> **EXERCISE DETAILS**
Among the lines below, which ones contain the word "separate"? Copy every such line.

Items from a dataset
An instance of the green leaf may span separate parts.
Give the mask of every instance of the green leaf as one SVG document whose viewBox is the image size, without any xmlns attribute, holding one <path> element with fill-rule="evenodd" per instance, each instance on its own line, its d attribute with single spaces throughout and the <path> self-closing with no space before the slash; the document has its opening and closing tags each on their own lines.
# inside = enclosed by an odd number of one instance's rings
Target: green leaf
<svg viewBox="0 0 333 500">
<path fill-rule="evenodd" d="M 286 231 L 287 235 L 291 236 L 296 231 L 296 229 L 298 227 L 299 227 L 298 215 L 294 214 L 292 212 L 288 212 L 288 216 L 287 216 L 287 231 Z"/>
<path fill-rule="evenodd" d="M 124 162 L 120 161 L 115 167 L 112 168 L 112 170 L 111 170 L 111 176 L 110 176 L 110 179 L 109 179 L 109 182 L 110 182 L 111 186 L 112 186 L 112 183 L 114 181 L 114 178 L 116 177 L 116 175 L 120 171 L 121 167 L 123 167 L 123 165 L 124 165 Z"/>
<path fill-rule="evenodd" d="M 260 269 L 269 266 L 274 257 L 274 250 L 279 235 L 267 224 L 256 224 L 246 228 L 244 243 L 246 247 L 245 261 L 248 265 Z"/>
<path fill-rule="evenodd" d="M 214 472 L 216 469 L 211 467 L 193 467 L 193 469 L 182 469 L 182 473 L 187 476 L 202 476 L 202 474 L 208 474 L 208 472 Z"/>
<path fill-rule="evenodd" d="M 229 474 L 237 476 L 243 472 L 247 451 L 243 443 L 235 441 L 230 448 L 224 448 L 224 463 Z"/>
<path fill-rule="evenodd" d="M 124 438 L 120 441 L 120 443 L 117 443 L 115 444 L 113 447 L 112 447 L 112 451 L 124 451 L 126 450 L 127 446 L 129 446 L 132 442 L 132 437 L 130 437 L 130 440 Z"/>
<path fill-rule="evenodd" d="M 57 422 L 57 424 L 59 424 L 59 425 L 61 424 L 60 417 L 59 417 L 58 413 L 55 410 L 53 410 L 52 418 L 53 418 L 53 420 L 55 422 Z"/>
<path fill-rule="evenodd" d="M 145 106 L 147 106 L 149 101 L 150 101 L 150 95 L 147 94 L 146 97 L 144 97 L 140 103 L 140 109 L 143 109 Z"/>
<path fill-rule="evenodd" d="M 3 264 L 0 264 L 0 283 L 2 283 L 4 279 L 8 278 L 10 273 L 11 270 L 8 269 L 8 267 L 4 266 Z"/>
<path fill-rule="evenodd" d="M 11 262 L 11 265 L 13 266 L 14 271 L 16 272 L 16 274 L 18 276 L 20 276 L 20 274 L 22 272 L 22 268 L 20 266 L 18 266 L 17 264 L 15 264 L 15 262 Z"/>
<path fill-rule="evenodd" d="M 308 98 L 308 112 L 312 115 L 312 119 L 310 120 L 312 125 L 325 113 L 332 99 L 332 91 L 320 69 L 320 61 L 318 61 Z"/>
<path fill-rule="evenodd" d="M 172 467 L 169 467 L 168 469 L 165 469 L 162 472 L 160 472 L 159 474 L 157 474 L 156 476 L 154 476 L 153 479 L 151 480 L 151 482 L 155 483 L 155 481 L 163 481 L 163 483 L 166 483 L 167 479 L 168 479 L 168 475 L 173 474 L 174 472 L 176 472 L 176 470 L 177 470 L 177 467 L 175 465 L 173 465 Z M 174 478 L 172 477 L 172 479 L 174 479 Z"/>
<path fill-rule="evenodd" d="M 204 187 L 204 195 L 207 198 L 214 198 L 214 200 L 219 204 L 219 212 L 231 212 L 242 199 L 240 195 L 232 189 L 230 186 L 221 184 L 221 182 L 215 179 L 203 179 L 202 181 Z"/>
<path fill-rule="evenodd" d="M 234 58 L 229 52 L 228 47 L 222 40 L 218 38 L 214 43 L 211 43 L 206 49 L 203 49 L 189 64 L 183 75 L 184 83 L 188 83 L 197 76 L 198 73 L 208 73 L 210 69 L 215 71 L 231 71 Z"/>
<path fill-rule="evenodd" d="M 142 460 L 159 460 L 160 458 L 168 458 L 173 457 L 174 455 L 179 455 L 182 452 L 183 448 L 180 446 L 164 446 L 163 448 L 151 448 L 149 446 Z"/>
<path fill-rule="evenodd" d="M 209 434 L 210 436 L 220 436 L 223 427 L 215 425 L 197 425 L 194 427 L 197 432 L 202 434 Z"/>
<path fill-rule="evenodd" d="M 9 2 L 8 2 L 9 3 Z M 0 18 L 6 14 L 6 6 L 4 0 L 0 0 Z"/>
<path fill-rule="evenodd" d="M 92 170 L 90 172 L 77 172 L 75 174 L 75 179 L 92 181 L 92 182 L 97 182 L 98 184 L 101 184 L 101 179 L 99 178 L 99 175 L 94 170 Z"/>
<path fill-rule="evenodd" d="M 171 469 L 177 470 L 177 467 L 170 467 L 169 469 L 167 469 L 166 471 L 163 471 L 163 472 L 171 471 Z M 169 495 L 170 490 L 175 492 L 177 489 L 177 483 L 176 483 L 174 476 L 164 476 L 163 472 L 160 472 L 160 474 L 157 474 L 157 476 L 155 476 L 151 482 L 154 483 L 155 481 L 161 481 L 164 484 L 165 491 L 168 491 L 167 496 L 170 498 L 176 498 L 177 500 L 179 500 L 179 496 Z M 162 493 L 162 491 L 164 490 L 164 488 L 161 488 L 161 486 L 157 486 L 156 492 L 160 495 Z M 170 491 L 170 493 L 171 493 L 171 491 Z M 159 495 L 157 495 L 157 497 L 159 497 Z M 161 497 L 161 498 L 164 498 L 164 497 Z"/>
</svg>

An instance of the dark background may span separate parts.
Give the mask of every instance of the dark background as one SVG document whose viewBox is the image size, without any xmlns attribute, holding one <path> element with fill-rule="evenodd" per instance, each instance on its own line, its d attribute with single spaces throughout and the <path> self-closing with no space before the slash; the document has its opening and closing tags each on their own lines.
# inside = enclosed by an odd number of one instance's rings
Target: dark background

> **RESPONSE TO THE EXERCISE**
An instance of the green leaf may span separate parts.
An instance of the dark background may span separate parts.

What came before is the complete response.